Problem:
Exactly repeat the full listing that follows.

# START OF Data for this exercise

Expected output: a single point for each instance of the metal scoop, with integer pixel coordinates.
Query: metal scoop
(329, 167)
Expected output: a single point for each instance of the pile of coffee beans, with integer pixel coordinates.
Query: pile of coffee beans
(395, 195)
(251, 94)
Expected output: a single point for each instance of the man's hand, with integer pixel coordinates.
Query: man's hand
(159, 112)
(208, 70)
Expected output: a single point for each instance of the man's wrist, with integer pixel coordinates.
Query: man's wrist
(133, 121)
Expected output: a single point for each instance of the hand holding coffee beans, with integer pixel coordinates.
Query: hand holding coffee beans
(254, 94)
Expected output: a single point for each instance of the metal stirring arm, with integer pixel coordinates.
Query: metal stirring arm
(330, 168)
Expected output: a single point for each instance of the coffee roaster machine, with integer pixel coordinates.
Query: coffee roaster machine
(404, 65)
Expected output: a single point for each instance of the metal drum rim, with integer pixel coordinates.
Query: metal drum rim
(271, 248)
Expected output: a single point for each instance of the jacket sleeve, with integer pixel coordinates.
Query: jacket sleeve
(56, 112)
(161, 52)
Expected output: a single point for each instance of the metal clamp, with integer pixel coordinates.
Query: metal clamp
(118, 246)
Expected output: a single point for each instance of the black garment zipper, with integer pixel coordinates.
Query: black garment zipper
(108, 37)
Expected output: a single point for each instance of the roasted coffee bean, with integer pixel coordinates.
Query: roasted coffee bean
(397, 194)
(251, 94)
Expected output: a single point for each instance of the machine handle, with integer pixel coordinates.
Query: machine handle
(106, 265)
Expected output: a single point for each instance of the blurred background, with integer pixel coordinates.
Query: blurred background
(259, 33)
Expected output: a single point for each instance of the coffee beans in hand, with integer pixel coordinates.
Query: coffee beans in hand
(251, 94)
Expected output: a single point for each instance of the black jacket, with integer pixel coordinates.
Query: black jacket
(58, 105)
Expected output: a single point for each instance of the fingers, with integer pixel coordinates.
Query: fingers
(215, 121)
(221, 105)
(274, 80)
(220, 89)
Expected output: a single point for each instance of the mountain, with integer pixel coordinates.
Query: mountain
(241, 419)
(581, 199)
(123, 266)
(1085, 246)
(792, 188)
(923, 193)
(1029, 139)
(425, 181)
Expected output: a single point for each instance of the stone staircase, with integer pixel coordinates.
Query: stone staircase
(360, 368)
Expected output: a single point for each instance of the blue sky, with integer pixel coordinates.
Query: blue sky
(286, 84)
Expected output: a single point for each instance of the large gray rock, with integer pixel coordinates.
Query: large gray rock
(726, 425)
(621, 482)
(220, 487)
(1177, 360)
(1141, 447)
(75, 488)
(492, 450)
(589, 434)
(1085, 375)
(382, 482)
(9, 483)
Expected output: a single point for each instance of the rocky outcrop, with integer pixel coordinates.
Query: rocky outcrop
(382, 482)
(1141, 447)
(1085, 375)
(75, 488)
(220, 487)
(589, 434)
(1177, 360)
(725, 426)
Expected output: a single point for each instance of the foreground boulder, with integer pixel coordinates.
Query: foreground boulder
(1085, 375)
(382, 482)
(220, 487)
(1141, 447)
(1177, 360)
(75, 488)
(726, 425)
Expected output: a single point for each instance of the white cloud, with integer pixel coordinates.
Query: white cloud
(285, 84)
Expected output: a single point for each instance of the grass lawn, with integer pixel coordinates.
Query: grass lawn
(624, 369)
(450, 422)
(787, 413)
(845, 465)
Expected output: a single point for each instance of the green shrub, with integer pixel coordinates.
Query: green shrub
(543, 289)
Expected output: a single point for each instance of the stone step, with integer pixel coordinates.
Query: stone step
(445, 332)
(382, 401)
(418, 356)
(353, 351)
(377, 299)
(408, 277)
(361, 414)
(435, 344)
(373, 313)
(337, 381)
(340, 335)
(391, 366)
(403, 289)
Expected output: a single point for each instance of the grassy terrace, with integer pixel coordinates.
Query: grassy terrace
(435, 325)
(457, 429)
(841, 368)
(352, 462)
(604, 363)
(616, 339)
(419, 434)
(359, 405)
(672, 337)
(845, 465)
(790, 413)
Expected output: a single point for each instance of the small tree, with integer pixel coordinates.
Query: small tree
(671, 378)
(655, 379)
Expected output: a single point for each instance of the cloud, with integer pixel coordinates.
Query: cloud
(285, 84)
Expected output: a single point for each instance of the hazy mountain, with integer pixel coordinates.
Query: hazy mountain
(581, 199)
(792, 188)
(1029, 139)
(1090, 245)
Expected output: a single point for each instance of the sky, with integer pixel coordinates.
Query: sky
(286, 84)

# END OF Data for this exercise

The solution:
Expected output: a single point for each instance of the metal scoop, with integer pixel coordinates.
Query: metal scoop
(329, 167)
Expected output: a single point for each instance of the pile of coffee beans, with integer pixel coordinates.
Query: pile of coffee beans
(395, 195)
(251, 94)
Expected output: a single point for each instance of the man's hand, with integer pixel coordinates.
Query: man's hand
(159, 112)
(208, 70)
Expected output: a single point for each instance of the man's wrist, with integer pixel coordinates.
Query: man's wrist
(133, 121)
Expected output: a single point for each instance of the hand holding coffee beans, with integer pixel coordinates.
Query: hand holding coffee beans
(254, 94)
Expected output: a single point for each instance of the metal stirring arm, with integer pixel coordinates.
Query: metal stirring arm
(330, 168)
Expected output: a single point for each instance of the coffee roaster machine, with integer pixel coordinates.
Query: coffee roaster machine
(404, 65)
Expected output: a single point for each instance of the metal drum rim, with integer pixel coordinates.
Query: metal drum rim
(271, 248)
Expected output: a single point for each instance of the jacket sleeve, with integer pixel coordinates.
Query: jacket sleeve
(56, 112)
(161, 52)
Expected output: a single point for each instance of the metal clamp, with integer pixel coordinates.
Query: metal clamp
(118, 246)
Expected output: a single point for each instance of the black garment zipper, with integer pixel coordinates.
Query: black garment zipper
(108, 37)
Expected output: a single point for each instance of the roasted coffee bean, with integer pixel coordinates.
Query: roasted coffee bean
(397, 194)
(251, 94)
Expected output: a single point for each instance of the machine handle, with integer pixel coordinates.
Query: machine handle
(106, 265)
Expected output: a single point for each instance of the blurred background, with integer pixel coordinates.
Query: blurred background
(259, 33)
Expected output: a single point for each instance of the coffee beans in hand, with integer pixel coordinates.
Query: coffee beans in hand
(251, 94)
Expected output: a single point for each instance of the black jacket, with integer pixel coordinates.
Query: black jacket
(58, 105)
Expected output: a single point for each instance of the fingers, with integer pixel coordinates.
Query: fingers
(215, 121)
(221, 105)
(274, 80)
(220, 89)
Expected output: a single point for each instance of the mountain, with integer pixel coordinates.
Query: mountain
(241, 419)
(581, 199)
(123, 266)
(1085, 246)
(792, 188)
(923, 193)
(1029, 139)
(425, 181)
Expected output: a single point for each instance of the stone staircase, with integer pixel coordinates.
Query: stone staircase
(360, 368)
Expected output: a single point for each instance of the blue sky, with integer pixel coordinates.
Query: blue sky
(286, 84)
Expected output: a single point for each instance of the large gray rock, with integer pixel coordinates.
Query: large gray rock
(726, 425)
(621, 482)
(220, 487)
(1177, 360)
(1141, 447)
(75, 488)
(492, 450)
(589, 434)
(1085, 375)
(382, 482)
(9, 483)
Expected output: a single point for each instance of the rocky outcrop, with integer pixel coordinates.
Query: rocky outcrop
(382, 482)
(1141, 447)
(1085, 375)
(75, 488)
(220, 487)
(589, 434)
(1177, 360)
(725, 426)
Expected output: a single point for each instance of the foreground boulder, with integer pixel coordinates.
Query: foreground boulder
(1085, 375)
(382, 482)
(220, 487)
(1141, 447)
(1177, 360)
(75, 488)
(726, 425)
Expected output: a single point for each instance of the white cloud, with integer pixel coordinates.
Query: white cloud
(285, 84)
Expected output: a single point for each instance of the grass lawn, with integer pixel coordinates.
Query: grass lawn
(624, 369)
(450, 422)
(787, 413)
(845, 465)
Expected output: a single point for each instance of the green shrub, with integer pixel coordinates.
Query: green shrub
(543, 289)
Expected output: a single point for each instance of the stone step, with integer pixel coordinates.
Query: stone step
(445, 332)
(382, 401)
(418, 356)
(353, 351)
(377, 299)
(408, 277)
(361, 414)
(435, 344)
(373, 313)
(337, 381)
(340, 335)
(391, 366)
(403, 289)
Expected output: a single point for each instance of the grassy terrace, with integer pixel coordinates.
Query: grassy terrace
(435, 325)
(457, 429)
(841, 368)
(352, 462)
(604, 363)
(616, 339)
(419, 434)
(359, 405)
(672, 337)
(845, 465)
(790, 413)
Expected output: a single point for each instance of the small tree, with integer pixel coordinates.
Query: small tree
(671, 378)
(655, 379)
Expected output: a single point for each instance of the cloud, with integer pixel coordinates.
Query: cloud
(285, 84)
Expected output: a single point for each instance of the hazy mountain, with integer pixel coordinates.
Query: hazy mountain
(581, 199)
(792, 188)
(1029, 139)
(1090, 245)
Expected output: a single point for each instance of the sky, with integer pixel coordinates.
Query: sky
(286, 84)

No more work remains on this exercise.